• [EXERCISE AIM]: Word for word, repeat each entry that follows.

• [RECORDS FOR THE EXERCISE]:
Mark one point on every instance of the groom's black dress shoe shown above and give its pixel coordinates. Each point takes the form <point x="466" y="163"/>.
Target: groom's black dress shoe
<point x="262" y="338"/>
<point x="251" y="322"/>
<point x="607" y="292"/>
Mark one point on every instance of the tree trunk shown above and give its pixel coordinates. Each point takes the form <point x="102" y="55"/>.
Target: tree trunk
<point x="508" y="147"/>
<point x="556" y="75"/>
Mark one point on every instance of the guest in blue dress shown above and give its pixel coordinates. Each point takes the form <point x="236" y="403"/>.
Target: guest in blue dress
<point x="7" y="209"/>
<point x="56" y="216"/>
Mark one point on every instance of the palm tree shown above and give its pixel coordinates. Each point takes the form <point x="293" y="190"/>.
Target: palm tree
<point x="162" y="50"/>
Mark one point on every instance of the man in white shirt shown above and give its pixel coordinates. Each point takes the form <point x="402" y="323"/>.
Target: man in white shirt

• [OUTPUT FOR THIS EXERCISE]:
Mark one point on every instance of the groom's black dress shoe shown above and give its pixel coordinates. Each point takes the form <point x="466" y="163"/>.
Target: groom's black dress shoe
<point x="262" y="338"/>
<point x="251" y="322"/>
<point x="607" y="292"/>
Mark one point on every instance of the tree trunk shown above and give its pixel coordinates. Each point takes the form <point x="102" y="55"/>.
Target: tree trunk
<point x="508" y="147"/>
<point x="556" y="75"/>
Mark one point on every instance of the guest in blue dress shown above and give its pixel coordinates. Each point takes the form <point x="236" y="403"/>.
Target: guest in blue dress
<point x="7" y="209"/>
<point x="56" y="216"/>
Mark one point on every instance of the palm tree shown above and give its pixel coordinates. Each point takes the form <point x="293" y="190"/>.
Target: palm tree
<point x="162" y="50"/>
Mark one point on every instance of the man in white shirt shown above and give its pixel coordinates. Each point takes the form <point x="402" y="323"/>.
Target: man in white shirt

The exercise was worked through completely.